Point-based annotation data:
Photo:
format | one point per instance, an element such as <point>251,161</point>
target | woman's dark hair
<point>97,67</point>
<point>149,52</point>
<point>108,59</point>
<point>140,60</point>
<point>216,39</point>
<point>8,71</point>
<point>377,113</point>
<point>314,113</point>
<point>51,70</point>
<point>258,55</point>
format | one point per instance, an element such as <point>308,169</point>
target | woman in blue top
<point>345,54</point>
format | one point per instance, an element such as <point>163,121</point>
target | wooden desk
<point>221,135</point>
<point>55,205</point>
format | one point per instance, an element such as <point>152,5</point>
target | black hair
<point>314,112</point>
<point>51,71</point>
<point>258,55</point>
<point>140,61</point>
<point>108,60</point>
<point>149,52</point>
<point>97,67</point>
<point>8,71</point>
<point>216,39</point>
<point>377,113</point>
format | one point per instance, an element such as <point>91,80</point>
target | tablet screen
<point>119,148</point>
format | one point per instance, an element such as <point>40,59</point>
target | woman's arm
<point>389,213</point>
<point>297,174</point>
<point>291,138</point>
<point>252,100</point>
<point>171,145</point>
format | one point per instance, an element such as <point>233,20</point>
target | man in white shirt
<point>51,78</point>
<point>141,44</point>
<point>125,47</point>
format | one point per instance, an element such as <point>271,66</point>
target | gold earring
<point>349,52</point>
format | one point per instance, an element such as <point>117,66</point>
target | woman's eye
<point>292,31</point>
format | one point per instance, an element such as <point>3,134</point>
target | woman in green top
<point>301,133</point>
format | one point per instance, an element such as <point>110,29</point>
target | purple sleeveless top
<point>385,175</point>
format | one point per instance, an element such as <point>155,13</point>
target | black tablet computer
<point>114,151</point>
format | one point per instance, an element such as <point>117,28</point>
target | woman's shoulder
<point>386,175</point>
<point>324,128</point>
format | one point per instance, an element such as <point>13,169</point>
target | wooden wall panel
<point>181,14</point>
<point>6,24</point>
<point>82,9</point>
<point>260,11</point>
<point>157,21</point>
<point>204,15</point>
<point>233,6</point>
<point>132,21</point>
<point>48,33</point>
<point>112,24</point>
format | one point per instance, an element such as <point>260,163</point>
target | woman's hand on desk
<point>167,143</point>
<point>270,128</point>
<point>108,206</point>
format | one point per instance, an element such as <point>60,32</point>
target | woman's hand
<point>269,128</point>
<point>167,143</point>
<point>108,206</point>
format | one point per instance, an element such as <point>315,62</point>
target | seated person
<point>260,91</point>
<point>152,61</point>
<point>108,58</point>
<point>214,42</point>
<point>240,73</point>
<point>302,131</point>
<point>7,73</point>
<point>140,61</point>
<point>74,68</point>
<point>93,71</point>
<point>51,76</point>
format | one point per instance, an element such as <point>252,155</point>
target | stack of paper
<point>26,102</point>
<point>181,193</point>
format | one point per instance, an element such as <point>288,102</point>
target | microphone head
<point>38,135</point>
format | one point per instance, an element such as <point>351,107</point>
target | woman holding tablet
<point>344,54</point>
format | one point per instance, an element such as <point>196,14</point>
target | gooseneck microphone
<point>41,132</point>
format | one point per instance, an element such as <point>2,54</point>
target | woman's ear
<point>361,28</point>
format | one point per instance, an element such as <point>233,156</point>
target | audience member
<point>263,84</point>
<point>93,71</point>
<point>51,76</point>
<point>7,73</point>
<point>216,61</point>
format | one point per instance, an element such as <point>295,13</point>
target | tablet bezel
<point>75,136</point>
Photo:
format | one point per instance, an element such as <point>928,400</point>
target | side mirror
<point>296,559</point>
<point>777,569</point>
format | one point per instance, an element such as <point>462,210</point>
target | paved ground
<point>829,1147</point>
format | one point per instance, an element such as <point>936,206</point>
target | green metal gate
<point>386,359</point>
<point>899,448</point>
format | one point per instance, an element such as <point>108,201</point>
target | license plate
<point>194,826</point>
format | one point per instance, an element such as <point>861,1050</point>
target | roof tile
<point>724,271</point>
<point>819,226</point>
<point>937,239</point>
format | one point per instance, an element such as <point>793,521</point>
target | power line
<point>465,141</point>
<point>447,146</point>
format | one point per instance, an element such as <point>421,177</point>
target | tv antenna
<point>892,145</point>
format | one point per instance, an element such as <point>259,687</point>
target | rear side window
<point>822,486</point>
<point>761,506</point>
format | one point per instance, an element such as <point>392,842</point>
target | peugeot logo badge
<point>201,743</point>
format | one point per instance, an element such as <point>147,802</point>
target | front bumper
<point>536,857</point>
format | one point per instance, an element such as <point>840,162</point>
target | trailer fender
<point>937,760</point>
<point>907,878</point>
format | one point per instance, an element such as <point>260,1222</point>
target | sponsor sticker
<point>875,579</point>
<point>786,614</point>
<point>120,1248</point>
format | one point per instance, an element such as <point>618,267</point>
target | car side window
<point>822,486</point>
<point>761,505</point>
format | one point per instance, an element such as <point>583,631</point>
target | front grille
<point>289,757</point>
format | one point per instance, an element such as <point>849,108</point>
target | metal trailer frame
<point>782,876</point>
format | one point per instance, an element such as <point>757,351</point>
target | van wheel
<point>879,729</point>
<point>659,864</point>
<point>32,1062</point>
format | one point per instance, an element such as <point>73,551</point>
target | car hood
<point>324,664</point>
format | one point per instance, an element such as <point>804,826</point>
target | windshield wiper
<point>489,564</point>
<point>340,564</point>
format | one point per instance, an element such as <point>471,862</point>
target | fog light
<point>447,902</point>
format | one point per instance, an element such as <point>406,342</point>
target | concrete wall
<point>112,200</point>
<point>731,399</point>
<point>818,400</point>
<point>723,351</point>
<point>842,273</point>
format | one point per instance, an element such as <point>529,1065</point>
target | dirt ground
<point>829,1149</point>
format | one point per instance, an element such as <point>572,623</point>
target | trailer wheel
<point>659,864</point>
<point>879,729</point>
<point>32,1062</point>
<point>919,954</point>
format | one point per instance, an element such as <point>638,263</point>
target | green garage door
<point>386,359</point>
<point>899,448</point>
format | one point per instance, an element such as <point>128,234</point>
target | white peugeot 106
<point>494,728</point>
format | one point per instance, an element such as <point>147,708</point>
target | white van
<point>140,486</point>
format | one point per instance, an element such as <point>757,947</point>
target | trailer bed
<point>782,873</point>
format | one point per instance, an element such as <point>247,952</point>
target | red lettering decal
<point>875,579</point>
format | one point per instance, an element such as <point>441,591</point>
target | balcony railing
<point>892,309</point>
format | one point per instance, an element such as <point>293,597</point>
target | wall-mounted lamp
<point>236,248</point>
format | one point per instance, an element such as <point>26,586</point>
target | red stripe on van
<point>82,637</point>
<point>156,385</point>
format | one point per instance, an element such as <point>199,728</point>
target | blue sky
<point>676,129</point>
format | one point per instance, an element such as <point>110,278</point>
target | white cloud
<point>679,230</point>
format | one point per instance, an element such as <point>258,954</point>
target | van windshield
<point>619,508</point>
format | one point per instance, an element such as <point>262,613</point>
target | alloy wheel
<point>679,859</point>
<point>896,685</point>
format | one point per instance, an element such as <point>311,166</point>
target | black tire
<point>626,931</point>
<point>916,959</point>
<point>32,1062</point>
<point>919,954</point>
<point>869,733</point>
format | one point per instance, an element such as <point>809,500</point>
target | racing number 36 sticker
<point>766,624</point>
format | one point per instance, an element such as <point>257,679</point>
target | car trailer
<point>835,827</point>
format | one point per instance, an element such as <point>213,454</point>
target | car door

Set problem »
Rewrite all the entries above, putting "a single point for each instance" wherever "one point per instance" occurs and leaving every other part unchanged.

Answer to the task »
Photo:
format | a single point for each instance, an element such as <point>251,161</point>
target | woman's dark hair
<point>97,67</point>
<point>149,52</point>
<point>108,59</point>
<point>140,60</point>
<point>216,39</point>
<point>8,71</point>
<point>377,113</point>
<point>314,113</point>
<point>51,70</point>
<point>258,55</point>
format | a single point for each instance, an element such as <point>308,169</point>
target | woman in blue top
<point>345,54</point>
format | a single point for each instance, an element such as <point>163,121</point>
target | wooden desk
<point>221,135</point>
<point>55,205</point>
format | a single point for each instance, an element such as <point>152,5</point>
target | black hair
<point>314,112</point>
<point>51,71</point>
<point>258,55</point>
<point>140,61</point>
<point>108,60</point>
<point>149,52</point>
<point>97,67</point>
<point>8,71</point>
<point>216,39</point>
<point>377,113</point>
format | a single point for each instance, an element such as <point>91,80</point>
target | tablet screen
<point>119,148</point>
format | a single point for each instance, an element such as <point>40,59</point>
target | woman's arm
<point>389,213</point>
<point>297,174</point>
<point>291,138</point>
<point>252,100</point>
<point>171,145</point>
format | a single point for each instance, an element such as <point>233,20</point>
target | man in white shirt
<point>51,78</point>
<point>141,44</point>
<point>125,47</point>
format | a single point for each instance, an element such as <point>271,66</point>
target | gold earring
<point>349,52</point>
format | a single point for each instance, an element such as <point>117,66</point>
target | woman's eye
<point>292,31</point>
format | a single point for each instance, an element such as <point>3,134</point>
target | woman in green top
<point>301,133</point>
format | a single point for each instance, an element such as <point>110,29</point>
target | purple sleeveless top
<point>385,175</point>
format | a single point for each instance, an element such as <point>155,13</point>
target | black tablet computer
<point>114,151</point>
format | a single point for each instance, an element such as <point>117,28</point>
target | woman's shoulder
<point>386,175</point>
<point>324,128</point>
format | a single point for each instance, an element such as <point>13,169</point>
target | wooden wall panel
<point>181,14</point>
<point>6,24</point>
<point>82,9</point>
<point>260,11</point>
<point>157,21</point>
<point>204,15</point>
<point>233,6</point>
<point>132,21</point>
<point>48,33</point>
<point>112,24</point>
format | a single point for each instance, an element such as <point>260,163</point>
target | woman's hand on desk
<point>167,143</point>
<point>270,128</point>
<point>108,206</point>
format | a single point for each instance, an element such as <point>60,32</point>
target | woman's hand
<point>269,128</point>
<point>167,143</point>
<point>108,206</point>
format | a single point for each instance, an element such as <point>315,62</point>
target | seated person
<point>260,91</point>
<point>152,61</point>
<point>108,58</point>
<point>214,42</point>
<point>240,73</point>
<point>302,131</point>
<point>7,73</point>
<point>140,61</point>
<point>74,68</point>
<point>93,71</point>
<point>51,76</point>
format | a single point for each instance, an element such as <point>252,155</point>
target | stack of paper
<point>26,102</point>
<point>181,193</point>
format | a single point for each instance, an element such as <point>288,102</point>
target | microphone head
<point>38,135</point>
format | a single point for each instance, an element such as <point>351,107</point>
target | woman holding tablet
<point>344,54</point>
format | a single point for each instance, an element such as <point>196,14</point>
target | gooseneck microphone
<point>41,132</point>
format | a single point for each instance, an element such as <point>2,54</point>
target | woman's ear
<point>361,28</point>
format | a single point for each instance, an element such as <point>233,156</point>
target | audience member
<point>263,84</point>
<point>93,71</point>
<point>51,76</point>
<point>7,73</point>
<point>216,61</point>
format | a single point for each instance, an element such as <point>295,13</point>
target | tablet bezel
<point>75,136</point>
Photo:
format | a single point for each instance, an element such as <point>928,400</point>
target | side mirror
<point>296,559</point>
<point>777,569</point>
format | a single point for each instance, an element such as <point>462,210</point>
target | paved ground
<point>829,1147</point>
format | a single point for each instance, an element such as <point>936,206</point>
target | green metal gate
<point>386,359</point>
<point>899,448</point>
format | a single point for each instance, an element such as <point>108,201</point>
target | license plate
<point>194,826</point>
format | a single point for each instance, an element such as <point>861,1050</point>
target | roof tile
<point>724,271</point>
<point>819,226</point>
<point>937,239</point>
format | a single point for each instance, an element such as <point>793,521</point>
target | power line
<point>465,141</point>
<point>447,146</point>
format | a single point for each instance, an element such as <point>421,177</point>
target | tv antenna
<point>892,145</point>
format | a single point for each instance, an element such as <point>259,687</point>
target | rear side window
<point>822,486</point>
<point>761,506</point>
format | a single point for each instance, an element such as <point>392,842</point>
target | peugeot logo badge
<point>201,743</point>
format | a single point for each instance, an element such as <point>147,802</point>
target | front bumper
<point>536,857</point>
format | a single point for each instance, an element such as <point>840,162</point>
target | trailer fender
<point>937,760</point>
<point>907,878</point>
format | a single point for each instance, an element such as <point>260,1222</point>
target | sponsor sticker
<point>875,579</point>
<point>786,614</point>
<point>120,1248</point>
format | a single point for each instance, an element such as <point>618,267</point>
target | car side window
<point>822,486</point>
<point>761,505</point>
format | a single point for each instance, an element such as <point>583,631</point>
target | front grille
<point>289,757</point>
format | a single point for each instance, an element such as <point>849,108</point>
target | metal trailer frame
<point>782,876</point>
format | a single point for each instance, an element such as <point>757,351</point>
target | van wheel
<point>879,729</point>
<point>659,864</point>
<point>32,1062</point>
format | a single point for each instance, an element such as <point>73,551</point>
target | car hood
<point>324,664</point>
format | a single point for each instance, an element such as <point>804,826</point>
target | windshield wiper
<point>489,564</point>
<point>340,564</point>
format | a single point for each instance, an element such as <point>471,862</point>
target | fog light
<point>447,902</point>
format | a single point for each instance, an element such as <point>406,342</point>
target | concrete wall
<point>112,200</point>
<point>731,399</point>
<point>818,400</point>
<point>723,351</point>
<point>842,273</point>
format | a single point for each instance, an element such as <point>529,1065</point>
target | dirt ground
<point>829,1149</point>
format | a single point for each instance, an element such as <point>572,623</point>
target | trailer wheel
<point>659,864</point>
<point>879,729</point>
<point>32,1062</point>
<point>919,954</point>
format | a single point for each instance, an element such as <point>638,263</point>
target | green garage door
<point>386,359</point>
<point>899,448</point>
format | a single point for each instance, an element such as <point>128,234</point>
target | white peugeot 106
<point>494,728</point>
format | a single point for each instance, an element such as <point>147,708</point>
target | white van
<point>140,486</point>
format | a single point for each instance, an element such as <point>757,947</point>
target | trailer bed
<point>782,873</point>
format | a single point for each instance, an element such as <point>247,952</point>
target | red lettering decal
<point>875,579</point>
format | a single point for each instance, an element such as <point>441,591</point>
target | balcony railing
<point>892,309</point>
format | a single point for each instance, an element such as <point>293,597</point>
target | wall-mounted lamp
<point>236,248</point>
format | a single point for each instance, an element such as <point>26,586</point>
target | red stripe on van
<point>82,637</point>
<point>156,385</point>
format | a single point for each instance, an element such as <point>199,728</point>
target | blue sky
<point>676,129</point>
format | a single point for each instance, an element such as <point>110,278</point>
target | white cloud
<point>679,230</point>
format | a single point for each instance, an element such as <point>258,954</point>
target | van windshield
<point>619,508</point>
format | a single point for each instance, an element such as <point>262,613</point>
target | alloy wheel
<point>679,859</point>
<point>896,685</point>
format | a single point for each instance, an element such as <point>311,166</point>
target | black tire
<point>626,931</point>
<point>916,959</point>
<point>32,1062</point>
<point>919,954</point>
<point>869,733</point>
format | a single point for each instance, an element such as <point>809,500</point>
target | racing number 36 sticker
<point>766,624</point>
format | a single point for each instance, an element such as <point>257,679</point>
target | car trailer
<point>835,827</point>
format | a single point for each instance, an element such as <point>213,454</point>
target | car door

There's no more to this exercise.